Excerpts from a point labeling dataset
* START *
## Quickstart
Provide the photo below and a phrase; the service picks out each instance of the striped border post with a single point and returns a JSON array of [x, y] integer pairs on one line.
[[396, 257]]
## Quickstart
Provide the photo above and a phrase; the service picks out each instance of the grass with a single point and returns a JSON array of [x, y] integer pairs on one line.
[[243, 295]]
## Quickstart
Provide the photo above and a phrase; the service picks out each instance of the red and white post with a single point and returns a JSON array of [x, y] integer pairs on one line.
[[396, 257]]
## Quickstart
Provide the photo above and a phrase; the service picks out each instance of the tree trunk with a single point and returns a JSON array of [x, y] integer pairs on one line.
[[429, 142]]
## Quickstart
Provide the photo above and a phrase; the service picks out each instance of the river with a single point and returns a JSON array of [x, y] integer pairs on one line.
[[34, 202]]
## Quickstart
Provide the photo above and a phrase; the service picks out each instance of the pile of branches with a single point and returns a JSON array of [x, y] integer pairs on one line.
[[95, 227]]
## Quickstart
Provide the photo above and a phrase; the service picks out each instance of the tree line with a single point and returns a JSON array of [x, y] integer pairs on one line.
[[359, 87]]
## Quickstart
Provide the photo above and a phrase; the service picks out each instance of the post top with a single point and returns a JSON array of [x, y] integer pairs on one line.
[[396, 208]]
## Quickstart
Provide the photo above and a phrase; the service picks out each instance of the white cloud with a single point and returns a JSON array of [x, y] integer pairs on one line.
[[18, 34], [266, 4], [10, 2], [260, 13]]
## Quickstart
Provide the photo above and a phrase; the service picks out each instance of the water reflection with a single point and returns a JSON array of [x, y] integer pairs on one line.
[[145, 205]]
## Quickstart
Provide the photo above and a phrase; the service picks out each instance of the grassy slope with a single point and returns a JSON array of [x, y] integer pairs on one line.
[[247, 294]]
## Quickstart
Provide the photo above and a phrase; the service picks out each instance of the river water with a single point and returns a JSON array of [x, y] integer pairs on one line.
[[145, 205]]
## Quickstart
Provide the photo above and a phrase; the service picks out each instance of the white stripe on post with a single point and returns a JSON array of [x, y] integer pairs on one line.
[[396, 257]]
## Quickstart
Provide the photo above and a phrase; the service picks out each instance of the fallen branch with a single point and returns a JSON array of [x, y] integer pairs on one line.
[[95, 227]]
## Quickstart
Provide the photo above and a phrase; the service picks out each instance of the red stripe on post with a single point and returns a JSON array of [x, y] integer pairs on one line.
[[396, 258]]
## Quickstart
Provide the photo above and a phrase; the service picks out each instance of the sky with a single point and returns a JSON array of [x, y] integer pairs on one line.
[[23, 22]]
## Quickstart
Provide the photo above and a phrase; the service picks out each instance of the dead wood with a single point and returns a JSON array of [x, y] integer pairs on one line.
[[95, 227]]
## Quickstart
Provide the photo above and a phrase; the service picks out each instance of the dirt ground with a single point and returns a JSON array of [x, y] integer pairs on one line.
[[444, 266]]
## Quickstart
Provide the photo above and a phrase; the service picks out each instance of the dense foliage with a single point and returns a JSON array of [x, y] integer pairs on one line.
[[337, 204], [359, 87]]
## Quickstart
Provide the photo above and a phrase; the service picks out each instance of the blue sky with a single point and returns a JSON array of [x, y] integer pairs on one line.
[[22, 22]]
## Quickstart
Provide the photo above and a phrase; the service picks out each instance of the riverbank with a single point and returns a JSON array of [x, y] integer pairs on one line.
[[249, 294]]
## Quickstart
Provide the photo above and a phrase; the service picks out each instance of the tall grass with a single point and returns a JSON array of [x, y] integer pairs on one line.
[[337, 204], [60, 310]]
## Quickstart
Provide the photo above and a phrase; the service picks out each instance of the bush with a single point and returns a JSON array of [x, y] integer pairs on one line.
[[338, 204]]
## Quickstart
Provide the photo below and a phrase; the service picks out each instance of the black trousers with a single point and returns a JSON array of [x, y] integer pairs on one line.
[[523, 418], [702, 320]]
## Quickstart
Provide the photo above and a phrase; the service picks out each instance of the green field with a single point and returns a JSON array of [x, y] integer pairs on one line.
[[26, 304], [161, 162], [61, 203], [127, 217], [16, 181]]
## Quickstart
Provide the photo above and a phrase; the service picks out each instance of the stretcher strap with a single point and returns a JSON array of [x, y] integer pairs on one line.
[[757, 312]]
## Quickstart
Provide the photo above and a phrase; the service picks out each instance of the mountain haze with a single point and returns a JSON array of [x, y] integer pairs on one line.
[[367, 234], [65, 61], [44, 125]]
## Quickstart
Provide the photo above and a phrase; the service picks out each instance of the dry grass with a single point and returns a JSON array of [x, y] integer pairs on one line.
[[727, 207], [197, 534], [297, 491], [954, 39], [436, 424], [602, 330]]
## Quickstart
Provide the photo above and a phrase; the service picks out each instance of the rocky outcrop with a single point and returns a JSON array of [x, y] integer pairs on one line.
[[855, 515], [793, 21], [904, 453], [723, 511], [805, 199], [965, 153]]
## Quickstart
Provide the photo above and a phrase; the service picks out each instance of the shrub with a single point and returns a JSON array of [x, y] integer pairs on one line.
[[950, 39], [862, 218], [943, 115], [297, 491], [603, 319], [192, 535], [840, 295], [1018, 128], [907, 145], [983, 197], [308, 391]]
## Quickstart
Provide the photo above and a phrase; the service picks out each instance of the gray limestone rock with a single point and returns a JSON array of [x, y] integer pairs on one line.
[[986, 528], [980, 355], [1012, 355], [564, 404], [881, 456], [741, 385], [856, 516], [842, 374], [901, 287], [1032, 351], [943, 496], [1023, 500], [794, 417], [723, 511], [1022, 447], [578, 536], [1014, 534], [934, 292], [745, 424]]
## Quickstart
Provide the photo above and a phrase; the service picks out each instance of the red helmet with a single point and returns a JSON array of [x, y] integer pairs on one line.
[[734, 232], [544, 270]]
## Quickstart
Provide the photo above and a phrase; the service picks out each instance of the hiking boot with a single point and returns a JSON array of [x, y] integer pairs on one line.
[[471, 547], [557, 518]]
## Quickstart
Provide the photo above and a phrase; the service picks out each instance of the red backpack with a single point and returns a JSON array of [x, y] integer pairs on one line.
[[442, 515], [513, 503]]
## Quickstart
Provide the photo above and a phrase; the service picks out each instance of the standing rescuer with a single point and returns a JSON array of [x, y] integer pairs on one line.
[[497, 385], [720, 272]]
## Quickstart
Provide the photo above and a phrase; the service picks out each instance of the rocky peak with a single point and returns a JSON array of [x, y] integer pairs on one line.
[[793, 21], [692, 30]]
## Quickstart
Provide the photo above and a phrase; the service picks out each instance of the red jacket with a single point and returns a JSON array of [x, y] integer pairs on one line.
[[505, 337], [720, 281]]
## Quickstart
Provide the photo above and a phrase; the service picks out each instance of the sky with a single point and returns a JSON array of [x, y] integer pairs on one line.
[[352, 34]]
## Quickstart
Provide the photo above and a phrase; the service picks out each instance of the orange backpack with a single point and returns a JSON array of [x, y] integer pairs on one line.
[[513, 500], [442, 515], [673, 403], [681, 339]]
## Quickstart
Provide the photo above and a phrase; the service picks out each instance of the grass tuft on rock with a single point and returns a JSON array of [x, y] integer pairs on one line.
* END *
Find every line in the data above that contains the word "rocky" and copy each one.

RIGHT ANSWER:
Provide the photo above and a phrase; the service picks out each instance of the rocky outcrop with a single point and returns a JSON array of [x, y] integer pairs on one line.
Provide the photo above and a phrase; the service picks out each instance of the rocky peak with a single point and returns a JSON array of [x, y] integer pairs on one line.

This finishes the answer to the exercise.